[[ Given text, beginning ]]

By Chris Gotwals –
Cat lovers, unite!
There are many more cats for feline fans to love but the problem is, there might not be enough love to go around – for all these cats.
The Humane League of Lancaster County recently estimated there are as many as 84,000 stray cats in Lancaster County.
Aida Aquino from the Humane League of Lancaster Count says, “The numbers seems to be leveling out due to the TNR (Trap Neuter Return) program. As long we continue to TNR the numbers shouldn’t get to out of control. We have seen a slight decrease in the amount of cats coming in to us compared to before the TNR programs really started going.”
Dumped house cats hang out with outdoor cats which creates stray cats. The problem isn’t really the cats themselves it is the alarmingly increasing rate of them.
The more cats a area has, the less birds and small rodents are around, gardens and farms are less fertile, and the more screams from females people hear during the night.

[[ Given text, end ]]

Problem set >>
1. Please write out the part of the stray cat article starting at "Aida Aquino from" and ending at "rate of them.".
2. According to the stray cat article, how many stray cats did the Humane League of Lancaster County estimate there are in Lancaster County?

[[ Dataset excerpts, beginning ]]

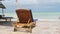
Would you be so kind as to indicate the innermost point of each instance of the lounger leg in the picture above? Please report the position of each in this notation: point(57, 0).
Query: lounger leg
point(15, 29)
point(30, 29)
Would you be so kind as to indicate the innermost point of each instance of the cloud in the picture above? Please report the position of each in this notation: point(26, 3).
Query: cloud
point(48, 1)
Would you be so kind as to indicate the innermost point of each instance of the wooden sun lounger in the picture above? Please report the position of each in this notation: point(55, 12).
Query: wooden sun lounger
point(6, 18)
point(25, 20)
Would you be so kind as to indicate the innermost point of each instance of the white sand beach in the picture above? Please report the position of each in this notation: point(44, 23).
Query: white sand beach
point(42, 27)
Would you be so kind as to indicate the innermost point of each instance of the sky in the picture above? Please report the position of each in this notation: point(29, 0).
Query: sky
point(34, 5)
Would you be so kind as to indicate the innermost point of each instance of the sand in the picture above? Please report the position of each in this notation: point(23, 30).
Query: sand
point(42, 27)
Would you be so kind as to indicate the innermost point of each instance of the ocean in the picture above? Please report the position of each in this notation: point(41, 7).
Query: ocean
point(37, 15)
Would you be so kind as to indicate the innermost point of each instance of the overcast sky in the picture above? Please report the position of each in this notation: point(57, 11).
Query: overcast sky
point(34, 5)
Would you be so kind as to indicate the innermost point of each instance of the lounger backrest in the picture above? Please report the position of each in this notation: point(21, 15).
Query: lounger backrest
point(24, 15)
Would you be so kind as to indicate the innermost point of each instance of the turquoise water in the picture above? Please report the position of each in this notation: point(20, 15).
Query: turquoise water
point(38, 15)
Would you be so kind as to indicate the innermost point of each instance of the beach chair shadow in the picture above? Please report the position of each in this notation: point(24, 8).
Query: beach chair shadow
point(25, 20)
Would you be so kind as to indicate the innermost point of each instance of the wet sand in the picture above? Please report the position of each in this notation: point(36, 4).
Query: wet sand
point(42, 27)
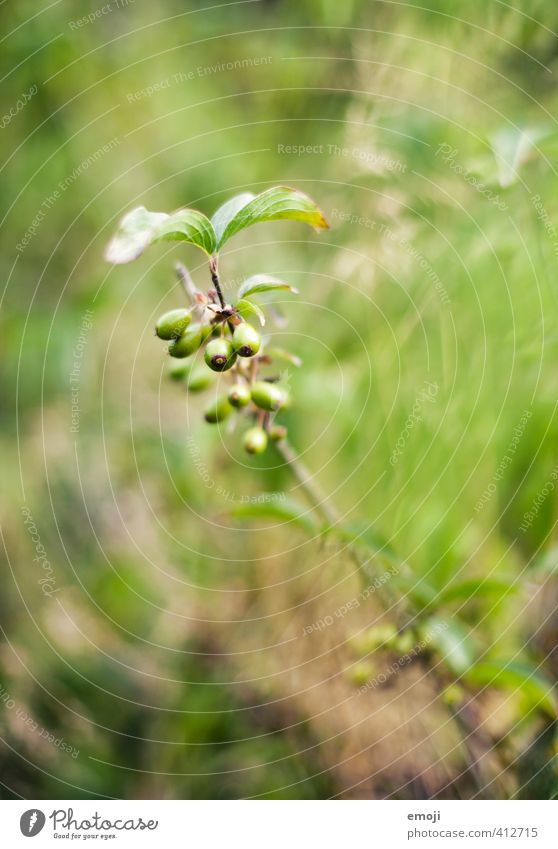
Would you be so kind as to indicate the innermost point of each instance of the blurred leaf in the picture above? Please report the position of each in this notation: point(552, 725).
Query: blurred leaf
point(281, 354)
point(278, 203)
point(473, 588)
point(140, 228)
point(547, 563)
point(263, 283)
point(287, 509)
point(512, 147)
point(247, 309)
point(361, 533)
point(452, 641)
point(511, 675)
point(227, 212)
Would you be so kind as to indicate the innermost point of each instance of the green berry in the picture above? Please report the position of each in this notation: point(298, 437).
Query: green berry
point(218, 411)
point(186, 344)
point(179, 370)
point(255, 440)
point(246, 340)
point(173, 324)
point(239, 395)
point(199, 380)
point(277, 433)
point(268, 396)
point(219, 354)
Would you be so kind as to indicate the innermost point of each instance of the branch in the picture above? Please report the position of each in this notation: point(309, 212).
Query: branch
point(307, 482)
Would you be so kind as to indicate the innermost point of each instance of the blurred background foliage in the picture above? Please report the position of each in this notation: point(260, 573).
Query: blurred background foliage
point(171, 655)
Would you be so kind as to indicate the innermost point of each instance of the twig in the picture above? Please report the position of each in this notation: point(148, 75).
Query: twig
point(307, 482)
point(188, 284)
point(215, 281)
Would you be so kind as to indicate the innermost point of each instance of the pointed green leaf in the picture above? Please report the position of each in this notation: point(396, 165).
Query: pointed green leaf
point(263, 283)
point(284, 509)
point(511, 675)
point(286, 356)
point(513, 147)
point(140, 228)
point(225, 214)
point(247, 309)
point(547, 563)
point(278, 203)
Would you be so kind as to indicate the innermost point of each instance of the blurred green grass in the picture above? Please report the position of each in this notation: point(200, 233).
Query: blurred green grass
point(161, 597)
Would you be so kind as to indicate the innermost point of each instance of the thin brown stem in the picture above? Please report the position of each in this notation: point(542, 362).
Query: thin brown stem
point(307, 482)
point(215, 281)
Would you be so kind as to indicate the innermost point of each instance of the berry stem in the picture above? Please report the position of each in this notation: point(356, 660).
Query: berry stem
point(307, 482)
point(215, 280)
point(187, 283)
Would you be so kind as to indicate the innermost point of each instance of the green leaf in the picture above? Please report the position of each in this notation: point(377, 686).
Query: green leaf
point(452, 641)
point(140, 228)
point(225, 214)
point(247, 309)
point(263, 283)
point(475, 589)
point(513, 147)
point(515, 676)
point(278, 203)
point(272, 507)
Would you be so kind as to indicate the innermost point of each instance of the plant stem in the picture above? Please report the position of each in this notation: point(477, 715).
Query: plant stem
point(215, 280)
point(187, 283)
point(307, 482)
point(483, 762)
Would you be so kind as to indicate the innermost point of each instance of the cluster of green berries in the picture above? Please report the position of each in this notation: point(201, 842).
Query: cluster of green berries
point(230, 344)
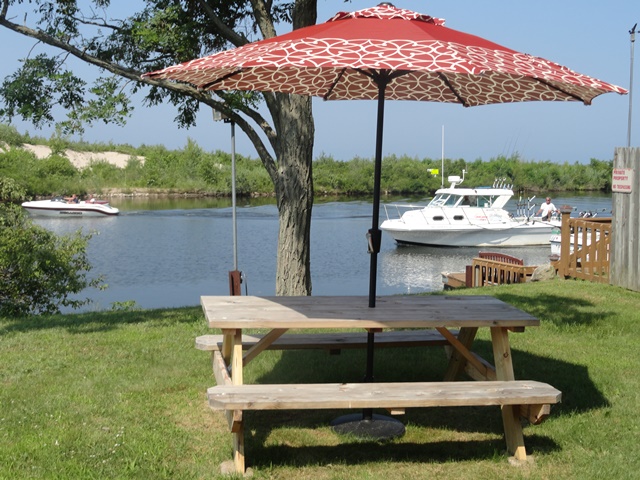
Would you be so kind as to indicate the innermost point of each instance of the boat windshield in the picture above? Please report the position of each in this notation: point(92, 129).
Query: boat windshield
point(444, 200)
point(453, 200)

[[ Dataset excerpts, end ]]

Exercise answers >>
1.
Aida Aquino from the Humane League of Lancaster Count says, “The numbers seems to be leveling out due to the TNR (Trap Neuter Return) program. As long we continue to TNR the numbers shouldn’t get to out of control. We have seen a slight decrease in the amount of cats coming in to us compared to before the TNR programs really started going.”
Dumped house cats hang out with outdoor cats which creates stray cats. The problem isn’t really the cats themselves it is the alarmingly increasing rate of them.

2. As many as 84,000.